◆ EXERCISE INSTRUCTIONS: Beginning with the line of the entries below that holds "Phrase: faucet spout" and ending with the line that holds "Phrase: white cloud", transcribe each line exactly as written. Pictures stay out.

(Source records)
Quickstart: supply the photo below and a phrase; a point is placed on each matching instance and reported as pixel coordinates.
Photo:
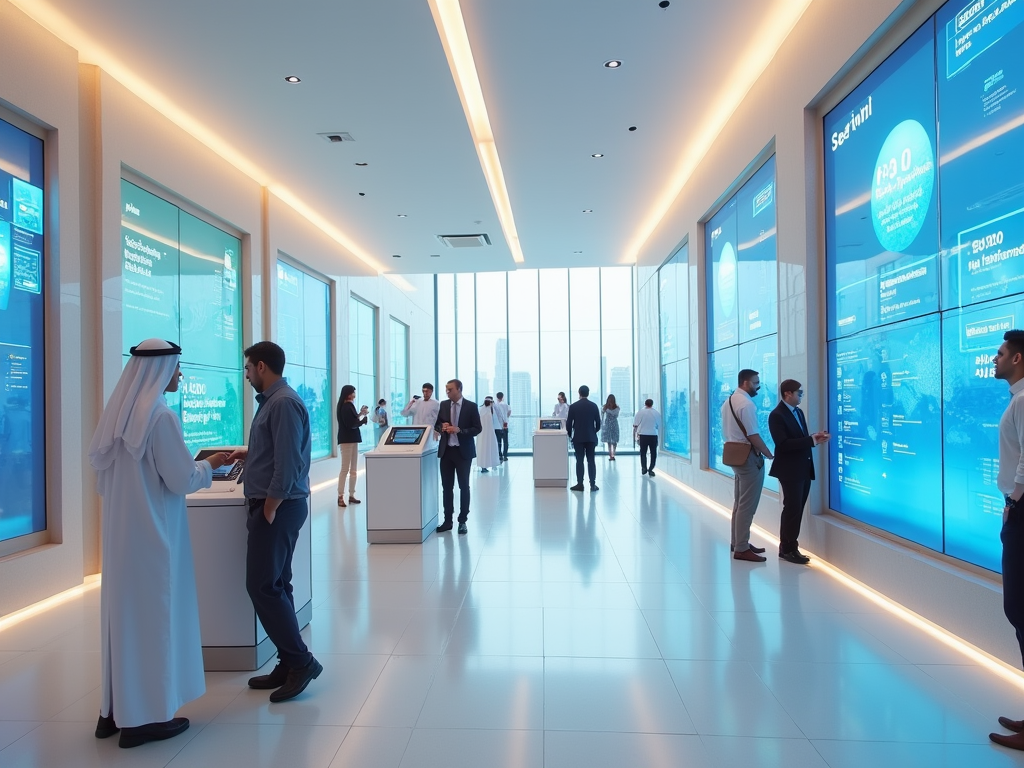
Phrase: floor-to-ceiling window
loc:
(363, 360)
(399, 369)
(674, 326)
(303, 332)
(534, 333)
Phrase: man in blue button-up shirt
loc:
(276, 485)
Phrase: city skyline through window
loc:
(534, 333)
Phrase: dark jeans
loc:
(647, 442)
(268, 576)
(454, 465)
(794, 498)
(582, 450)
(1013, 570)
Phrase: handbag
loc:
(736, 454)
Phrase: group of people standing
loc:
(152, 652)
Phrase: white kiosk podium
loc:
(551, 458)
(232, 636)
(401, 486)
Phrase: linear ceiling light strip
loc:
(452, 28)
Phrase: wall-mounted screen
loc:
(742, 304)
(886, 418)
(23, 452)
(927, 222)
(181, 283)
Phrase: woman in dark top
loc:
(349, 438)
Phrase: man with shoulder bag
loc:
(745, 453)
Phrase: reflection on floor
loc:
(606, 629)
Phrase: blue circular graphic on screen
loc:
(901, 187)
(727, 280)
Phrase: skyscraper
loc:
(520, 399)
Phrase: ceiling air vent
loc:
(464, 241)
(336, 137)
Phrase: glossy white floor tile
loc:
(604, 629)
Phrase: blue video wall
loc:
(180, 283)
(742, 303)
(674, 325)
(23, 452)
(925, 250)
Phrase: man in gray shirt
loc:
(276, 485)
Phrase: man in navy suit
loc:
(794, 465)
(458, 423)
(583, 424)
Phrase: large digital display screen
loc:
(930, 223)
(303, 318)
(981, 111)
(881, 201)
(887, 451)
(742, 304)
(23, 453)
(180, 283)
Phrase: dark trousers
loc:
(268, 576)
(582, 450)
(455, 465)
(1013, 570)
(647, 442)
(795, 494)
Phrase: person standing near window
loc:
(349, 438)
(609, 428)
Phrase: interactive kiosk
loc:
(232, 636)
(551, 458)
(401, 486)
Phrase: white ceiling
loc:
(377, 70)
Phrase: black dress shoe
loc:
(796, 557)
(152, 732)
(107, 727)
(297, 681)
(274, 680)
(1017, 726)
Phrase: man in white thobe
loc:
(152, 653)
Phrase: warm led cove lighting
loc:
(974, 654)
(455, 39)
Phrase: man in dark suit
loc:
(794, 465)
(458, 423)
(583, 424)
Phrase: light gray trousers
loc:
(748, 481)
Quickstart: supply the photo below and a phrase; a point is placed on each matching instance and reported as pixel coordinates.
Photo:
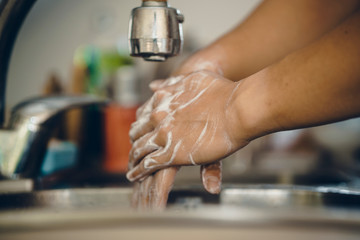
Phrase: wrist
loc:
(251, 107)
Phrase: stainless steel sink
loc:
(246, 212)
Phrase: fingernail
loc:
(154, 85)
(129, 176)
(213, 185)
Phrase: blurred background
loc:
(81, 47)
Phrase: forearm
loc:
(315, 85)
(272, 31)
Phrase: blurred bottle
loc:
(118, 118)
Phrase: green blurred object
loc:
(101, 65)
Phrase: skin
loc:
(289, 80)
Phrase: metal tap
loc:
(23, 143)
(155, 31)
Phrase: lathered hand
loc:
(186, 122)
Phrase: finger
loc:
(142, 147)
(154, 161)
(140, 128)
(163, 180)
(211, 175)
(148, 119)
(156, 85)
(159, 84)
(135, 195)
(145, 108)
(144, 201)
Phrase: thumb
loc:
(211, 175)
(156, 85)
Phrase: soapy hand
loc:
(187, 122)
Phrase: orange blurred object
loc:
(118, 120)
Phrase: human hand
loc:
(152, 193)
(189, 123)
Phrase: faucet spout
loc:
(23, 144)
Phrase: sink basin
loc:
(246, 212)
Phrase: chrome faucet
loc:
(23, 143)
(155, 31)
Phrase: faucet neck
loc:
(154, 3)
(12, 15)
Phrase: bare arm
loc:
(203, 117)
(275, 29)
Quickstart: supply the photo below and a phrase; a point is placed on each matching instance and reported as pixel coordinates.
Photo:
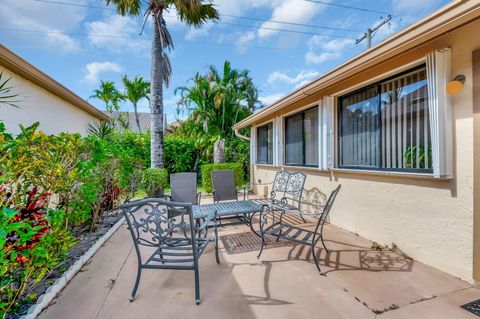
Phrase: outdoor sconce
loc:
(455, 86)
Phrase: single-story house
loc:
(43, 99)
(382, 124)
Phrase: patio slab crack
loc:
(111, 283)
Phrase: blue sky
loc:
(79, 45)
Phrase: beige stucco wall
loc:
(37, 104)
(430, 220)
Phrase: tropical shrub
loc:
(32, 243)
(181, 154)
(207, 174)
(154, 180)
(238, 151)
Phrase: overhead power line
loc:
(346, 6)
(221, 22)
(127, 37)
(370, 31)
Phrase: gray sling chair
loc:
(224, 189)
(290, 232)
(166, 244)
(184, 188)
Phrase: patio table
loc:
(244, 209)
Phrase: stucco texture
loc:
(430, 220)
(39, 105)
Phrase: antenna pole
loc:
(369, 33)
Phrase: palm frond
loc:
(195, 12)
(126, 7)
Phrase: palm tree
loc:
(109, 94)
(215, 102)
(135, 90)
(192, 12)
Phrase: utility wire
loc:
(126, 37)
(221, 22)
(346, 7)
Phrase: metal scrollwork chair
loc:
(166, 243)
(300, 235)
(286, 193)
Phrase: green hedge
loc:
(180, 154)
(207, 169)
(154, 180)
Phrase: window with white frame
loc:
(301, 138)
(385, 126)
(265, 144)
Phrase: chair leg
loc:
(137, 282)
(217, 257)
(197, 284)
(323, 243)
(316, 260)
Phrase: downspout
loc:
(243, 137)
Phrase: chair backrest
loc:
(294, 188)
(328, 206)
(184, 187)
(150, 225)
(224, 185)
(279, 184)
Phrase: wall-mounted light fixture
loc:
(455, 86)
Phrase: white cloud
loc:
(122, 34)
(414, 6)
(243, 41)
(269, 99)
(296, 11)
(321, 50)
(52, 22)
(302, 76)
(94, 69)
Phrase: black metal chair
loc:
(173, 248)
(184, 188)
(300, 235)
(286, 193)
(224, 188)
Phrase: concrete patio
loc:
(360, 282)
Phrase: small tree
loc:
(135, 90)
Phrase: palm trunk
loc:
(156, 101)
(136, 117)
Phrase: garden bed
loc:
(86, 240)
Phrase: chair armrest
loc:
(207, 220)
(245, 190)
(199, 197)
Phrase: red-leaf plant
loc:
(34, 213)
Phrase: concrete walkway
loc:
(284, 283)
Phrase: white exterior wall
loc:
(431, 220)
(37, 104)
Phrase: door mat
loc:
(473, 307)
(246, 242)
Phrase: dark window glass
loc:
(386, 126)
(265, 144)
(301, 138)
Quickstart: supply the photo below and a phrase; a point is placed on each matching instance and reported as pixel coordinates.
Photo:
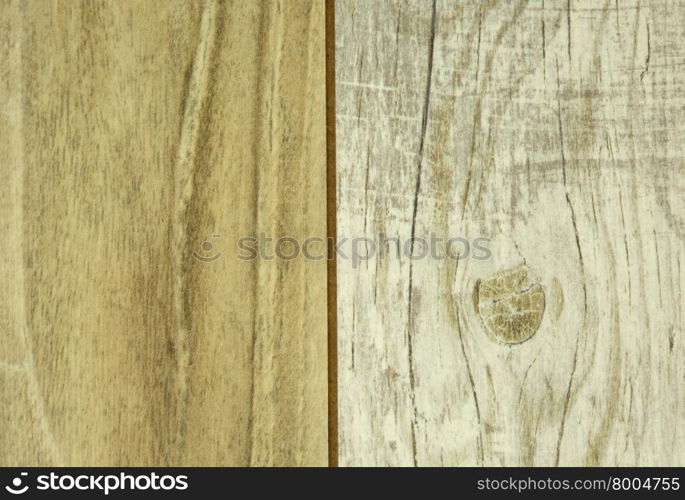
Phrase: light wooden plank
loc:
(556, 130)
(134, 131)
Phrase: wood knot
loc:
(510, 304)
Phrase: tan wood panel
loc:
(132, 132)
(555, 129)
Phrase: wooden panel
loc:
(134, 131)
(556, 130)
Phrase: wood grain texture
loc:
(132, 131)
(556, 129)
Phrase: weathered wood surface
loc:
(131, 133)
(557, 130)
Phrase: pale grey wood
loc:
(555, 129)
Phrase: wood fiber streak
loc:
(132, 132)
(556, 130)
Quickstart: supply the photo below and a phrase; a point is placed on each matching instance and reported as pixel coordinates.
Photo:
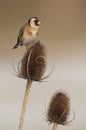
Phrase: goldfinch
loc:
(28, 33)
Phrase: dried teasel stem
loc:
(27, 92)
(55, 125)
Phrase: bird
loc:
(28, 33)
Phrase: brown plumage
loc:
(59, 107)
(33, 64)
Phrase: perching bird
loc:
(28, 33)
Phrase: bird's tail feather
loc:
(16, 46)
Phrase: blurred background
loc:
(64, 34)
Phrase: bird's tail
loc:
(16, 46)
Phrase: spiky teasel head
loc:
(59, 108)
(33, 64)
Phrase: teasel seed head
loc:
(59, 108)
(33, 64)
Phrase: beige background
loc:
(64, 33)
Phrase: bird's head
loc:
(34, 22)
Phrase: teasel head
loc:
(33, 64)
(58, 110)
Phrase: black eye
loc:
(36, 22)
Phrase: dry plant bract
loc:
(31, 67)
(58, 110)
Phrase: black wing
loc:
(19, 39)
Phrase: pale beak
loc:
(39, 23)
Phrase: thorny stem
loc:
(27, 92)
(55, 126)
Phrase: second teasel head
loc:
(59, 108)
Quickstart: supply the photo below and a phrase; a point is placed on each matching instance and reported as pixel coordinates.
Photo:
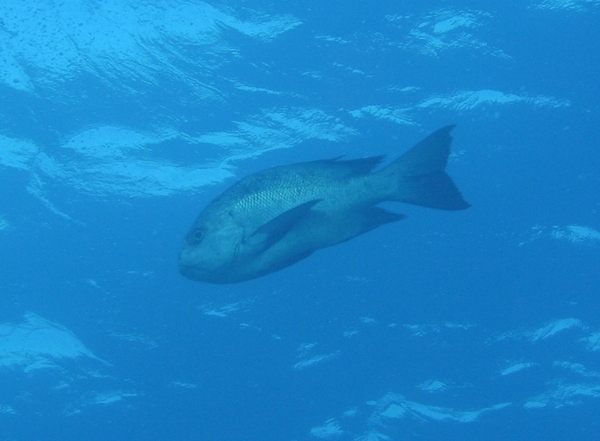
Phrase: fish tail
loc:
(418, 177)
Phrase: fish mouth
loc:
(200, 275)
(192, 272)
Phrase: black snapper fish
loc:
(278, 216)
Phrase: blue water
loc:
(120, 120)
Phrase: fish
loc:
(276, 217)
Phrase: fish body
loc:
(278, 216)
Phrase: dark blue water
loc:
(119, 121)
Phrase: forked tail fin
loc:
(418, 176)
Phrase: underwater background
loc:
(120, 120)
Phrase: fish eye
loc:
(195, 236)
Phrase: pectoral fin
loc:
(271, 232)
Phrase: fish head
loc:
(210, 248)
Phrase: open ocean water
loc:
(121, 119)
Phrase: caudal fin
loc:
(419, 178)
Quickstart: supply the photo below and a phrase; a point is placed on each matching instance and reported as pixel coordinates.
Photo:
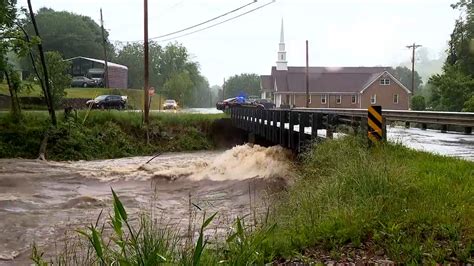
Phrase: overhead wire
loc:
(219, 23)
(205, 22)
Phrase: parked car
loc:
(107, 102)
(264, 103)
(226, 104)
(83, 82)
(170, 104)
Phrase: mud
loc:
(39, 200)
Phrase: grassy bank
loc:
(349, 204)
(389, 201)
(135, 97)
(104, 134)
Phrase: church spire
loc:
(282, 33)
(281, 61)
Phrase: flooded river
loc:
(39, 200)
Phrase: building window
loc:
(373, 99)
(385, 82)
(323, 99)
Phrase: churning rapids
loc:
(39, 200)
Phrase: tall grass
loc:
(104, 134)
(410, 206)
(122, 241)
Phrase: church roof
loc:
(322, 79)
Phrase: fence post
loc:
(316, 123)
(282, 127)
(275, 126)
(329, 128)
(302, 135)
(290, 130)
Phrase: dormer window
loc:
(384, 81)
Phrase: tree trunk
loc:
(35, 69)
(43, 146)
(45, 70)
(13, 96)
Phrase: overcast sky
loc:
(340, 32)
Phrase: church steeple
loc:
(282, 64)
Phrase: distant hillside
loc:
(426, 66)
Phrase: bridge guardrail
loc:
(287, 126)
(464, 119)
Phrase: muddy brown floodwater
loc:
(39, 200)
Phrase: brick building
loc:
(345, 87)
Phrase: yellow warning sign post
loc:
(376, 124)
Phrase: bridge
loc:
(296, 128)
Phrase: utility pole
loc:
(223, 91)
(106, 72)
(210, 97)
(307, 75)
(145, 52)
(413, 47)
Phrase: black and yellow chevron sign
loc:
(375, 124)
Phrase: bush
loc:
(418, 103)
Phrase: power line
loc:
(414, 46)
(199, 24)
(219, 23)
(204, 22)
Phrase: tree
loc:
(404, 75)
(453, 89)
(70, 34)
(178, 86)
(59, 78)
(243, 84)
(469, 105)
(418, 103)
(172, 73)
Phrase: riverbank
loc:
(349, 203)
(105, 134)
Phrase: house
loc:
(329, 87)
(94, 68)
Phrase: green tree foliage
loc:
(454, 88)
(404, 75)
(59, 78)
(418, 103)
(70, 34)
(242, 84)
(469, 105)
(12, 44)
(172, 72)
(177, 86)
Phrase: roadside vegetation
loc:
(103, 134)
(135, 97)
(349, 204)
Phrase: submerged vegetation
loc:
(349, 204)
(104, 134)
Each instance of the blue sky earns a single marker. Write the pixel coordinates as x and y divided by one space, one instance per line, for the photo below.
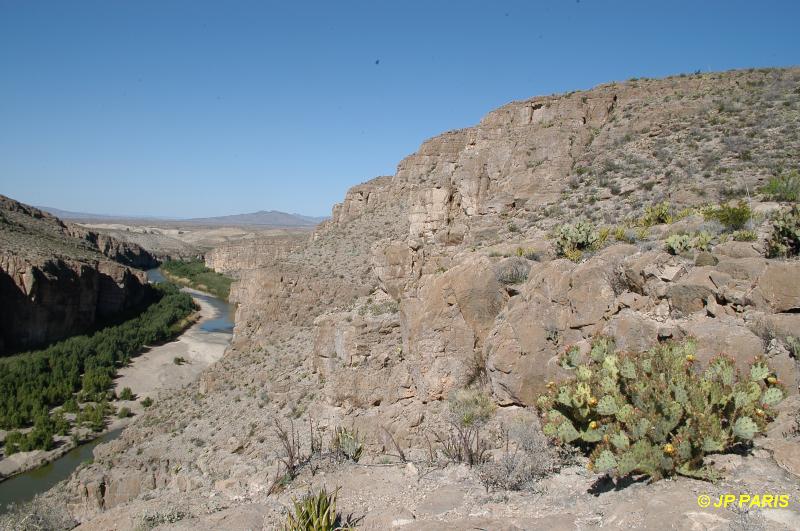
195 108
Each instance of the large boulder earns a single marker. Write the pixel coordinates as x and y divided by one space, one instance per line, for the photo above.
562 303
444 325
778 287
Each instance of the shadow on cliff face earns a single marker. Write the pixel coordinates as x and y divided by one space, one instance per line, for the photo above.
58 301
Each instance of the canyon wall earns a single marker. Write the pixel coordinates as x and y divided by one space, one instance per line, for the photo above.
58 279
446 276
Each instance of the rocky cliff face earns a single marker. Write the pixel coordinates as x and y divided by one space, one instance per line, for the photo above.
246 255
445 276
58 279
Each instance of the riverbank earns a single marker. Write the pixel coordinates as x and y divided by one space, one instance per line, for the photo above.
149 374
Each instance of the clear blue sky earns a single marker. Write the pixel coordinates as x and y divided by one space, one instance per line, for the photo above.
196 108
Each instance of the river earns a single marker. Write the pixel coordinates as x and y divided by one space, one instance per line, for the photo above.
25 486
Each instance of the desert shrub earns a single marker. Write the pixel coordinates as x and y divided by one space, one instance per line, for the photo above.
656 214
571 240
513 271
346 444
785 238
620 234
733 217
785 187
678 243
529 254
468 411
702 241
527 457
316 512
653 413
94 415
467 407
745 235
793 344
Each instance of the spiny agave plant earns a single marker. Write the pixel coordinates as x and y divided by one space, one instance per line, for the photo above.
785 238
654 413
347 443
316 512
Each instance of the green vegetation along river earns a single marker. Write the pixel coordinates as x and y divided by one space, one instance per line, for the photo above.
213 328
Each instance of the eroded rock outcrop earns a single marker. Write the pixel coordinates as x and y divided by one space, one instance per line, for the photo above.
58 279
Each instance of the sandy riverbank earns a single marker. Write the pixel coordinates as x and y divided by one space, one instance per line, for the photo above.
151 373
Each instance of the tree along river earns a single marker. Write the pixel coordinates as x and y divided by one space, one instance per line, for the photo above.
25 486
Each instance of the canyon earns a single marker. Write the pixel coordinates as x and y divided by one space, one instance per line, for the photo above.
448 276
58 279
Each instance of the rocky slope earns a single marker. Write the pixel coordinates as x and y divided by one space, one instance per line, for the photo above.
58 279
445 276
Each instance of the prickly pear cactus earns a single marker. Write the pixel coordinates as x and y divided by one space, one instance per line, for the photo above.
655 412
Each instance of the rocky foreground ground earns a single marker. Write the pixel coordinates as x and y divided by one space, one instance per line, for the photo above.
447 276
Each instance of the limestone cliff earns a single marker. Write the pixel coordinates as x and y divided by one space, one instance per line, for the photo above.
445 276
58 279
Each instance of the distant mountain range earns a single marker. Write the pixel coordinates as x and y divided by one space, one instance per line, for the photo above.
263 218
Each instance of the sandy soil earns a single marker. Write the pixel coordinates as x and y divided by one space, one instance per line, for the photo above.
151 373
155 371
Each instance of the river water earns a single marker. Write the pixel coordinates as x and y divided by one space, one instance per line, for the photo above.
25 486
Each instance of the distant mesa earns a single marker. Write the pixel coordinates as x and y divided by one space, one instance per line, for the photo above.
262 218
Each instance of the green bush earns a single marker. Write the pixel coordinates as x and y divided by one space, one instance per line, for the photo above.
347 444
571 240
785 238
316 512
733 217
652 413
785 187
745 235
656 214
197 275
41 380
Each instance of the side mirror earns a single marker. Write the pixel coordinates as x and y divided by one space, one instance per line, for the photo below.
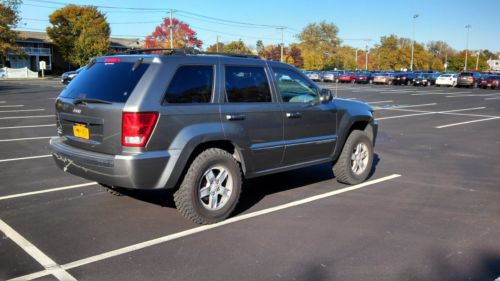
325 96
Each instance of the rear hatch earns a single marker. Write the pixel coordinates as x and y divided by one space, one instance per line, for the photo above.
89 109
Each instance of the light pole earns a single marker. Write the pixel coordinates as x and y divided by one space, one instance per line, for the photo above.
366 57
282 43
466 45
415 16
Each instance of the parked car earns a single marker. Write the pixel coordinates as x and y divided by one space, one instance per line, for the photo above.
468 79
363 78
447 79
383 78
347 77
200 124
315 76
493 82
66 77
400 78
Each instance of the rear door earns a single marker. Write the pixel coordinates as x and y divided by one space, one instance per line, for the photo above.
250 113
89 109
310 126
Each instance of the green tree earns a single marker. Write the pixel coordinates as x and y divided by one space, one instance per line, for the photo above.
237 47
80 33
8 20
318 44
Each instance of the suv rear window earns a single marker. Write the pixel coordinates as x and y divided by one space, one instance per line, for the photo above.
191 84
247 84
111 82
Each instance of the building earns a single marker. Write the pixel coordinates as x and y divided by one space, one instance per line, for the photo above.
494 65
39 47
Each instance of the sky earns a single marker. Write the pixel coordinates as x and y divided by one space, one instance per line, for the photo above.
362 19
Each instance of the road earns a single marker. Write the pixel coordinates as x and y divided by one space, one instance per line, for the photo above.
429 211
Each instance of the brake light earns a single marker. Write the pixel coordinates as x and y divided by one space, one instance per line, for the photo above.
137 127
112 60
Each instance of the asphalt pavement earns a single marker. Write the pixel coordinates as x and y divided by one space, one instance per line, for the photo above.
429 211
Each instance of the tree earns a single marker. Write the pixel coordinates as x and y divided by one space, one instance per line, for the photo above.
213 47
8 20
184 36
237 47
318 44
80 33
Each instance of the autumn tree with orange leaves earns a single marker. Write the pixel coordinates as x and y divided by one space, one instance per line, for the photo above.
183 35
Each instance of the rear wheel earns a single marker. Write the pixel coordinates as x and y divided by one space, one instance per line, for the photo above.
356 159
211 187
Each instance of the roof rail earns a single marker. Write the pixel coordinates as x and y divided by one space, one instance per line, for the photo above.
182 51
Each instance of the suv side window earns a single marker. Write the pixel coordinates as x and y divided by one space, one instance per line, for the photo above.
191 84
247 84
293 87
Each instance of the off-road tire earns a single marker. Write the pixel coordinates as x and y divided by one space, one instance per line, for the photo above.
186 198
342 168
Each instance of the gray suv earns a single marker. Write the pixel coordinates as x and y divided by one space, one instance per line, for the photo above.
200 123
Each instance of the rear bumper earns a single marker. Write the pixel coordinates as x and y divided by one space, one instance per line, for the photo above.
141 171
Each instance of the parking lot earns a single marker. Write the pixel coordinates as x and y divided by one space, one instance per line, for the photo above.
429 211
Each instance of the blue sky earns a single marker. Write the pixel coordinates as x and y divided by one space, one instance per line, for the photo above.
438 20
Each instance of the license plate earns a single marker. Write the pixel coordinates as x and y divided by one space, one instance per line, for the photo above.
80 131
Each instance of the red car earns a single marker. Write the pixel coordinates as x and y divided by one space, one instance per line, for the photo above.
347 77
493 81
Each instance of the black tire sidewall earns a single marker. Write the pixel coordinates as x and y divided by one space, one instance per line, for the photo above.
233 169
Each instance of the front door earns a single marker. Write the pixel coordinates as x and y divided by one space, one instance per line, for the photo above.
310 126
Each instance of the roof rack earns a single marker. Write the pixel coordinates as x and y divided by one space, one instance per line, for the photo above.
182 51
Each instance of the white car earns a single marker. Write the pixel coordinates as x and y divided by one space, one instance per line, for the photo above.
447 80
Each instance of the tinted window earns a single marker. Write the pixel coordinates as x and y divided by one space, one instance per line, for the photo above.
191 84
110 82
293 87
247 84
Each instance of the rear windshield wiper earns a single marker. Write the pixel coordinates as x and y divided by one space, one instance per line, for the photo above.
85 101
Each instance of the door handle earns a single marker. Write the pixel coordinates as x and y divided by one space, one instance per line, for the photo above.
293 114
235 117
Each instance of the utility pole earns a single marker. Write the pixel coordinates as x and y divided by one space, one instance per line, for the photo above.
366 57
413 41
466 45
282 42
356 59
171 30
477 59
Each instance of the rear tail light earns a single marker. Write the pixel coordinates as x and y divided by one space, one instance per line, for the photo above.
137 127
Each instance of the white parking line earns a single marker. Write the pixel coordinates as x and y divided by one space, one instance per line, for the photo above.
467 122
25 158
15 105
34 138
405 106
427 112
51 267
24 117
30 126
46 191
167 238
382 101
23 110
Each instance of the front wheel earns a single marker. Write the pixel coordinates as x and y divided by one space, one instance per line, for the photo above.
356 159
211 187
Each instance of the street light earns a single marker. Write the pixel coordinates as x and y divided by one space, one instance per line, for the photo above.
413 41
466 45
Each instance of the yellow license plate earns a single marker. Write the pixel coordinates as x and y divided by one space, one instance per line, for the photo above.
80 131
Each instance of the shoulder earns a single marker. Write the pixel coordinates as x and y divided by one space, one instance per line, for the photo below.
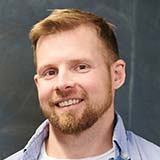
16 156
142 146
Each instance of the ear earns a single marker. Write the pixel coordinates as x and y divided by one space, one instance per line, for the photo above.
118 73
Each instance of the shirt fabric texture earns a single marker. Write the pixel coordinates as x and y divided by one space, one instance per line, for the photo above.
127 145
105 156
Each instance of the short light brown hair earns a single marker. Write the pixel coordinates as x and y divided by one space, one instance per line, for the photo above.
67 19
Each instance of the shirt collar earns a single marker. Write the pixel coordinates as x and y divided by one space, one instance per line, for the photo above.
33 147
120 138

◆ REPLY TO THE TASK:
Phrase: faucet spout
loc:
(23, 144)
Phrase: sink basin
loc:
(246, 212)
Phrase: chrome faucet
loc:
(23, 143)
(155, 31)
Phrase: faucet neck
loc:
(154, 3)
(12, 15)
Phrase: bare arm
loc:
(203, 117)
(275, 29)
Quickstart: supply the photo below and a phrase; a point is placed on each matching instance and reported as pixel coordinates.
Photo:
Phrase: outdoor sconce
loc:
(455, 86)
Phrase: single-story house
loc:
(43, 99)
(382, 124)
Phrase: patio slab crack
loc:
(111, 283)
Phrase: blue sky
loc:
(79, 45)
Phrase: beige stucco wall
loc:
(37, 104)
(430, 220)
Phrase: tropical shrub
loc:
(32, 243)
(181, 154)
(207, 174)
(154, 180)
(238, 151)
Phrase: overhead power line
loc:
(346, 6)
(221, 22)
(127, 37)
(370, 31)
Phrase: gray sling chair
loc:
(224, 189)
(290, 232)
(166, 244)
(184, 188)
Phrase: patio table
loc:
(244, 209)
Phrase: stucco texture
loc:
(430, 220)
(39, 105)
Phrase: antenna pole
loc:
(369, 33)
Phrase: palm frond
loc:
(195, 12)
(126, 7)
Phrase: palm tree
loc:
(109, 94)
(215, 102)
(135, 90)
(192, 12)
Phrase: utility wire
loc:
(126, 37)
(221, 22)
(346, 7)
Phrase: metal scrollwork chair
loc:
(166, 243)
(300, 235)
(286, 193)
Phrase: green hedge
loc:
(180, 154)
(207, 169)
(154, 180)
Phrase: window with white frame
loc:
(301, 138)
(385, 126)
(265, 144)
Phrase: chair leg
loc:
(137, 282)
(217, 257)
(197, 284)
(323, 243)
(316, 260)
Phrase: downspout
loc:
(243, 137)
Phrase: chair backrest
loc:
(294, 188)
(328, 206)
(184, 187)
(150, 225)
(224, 185)
(279, 184)
Phrase: wall-mounted light fixture
loc:
(455, 86)
Phrase: white cloud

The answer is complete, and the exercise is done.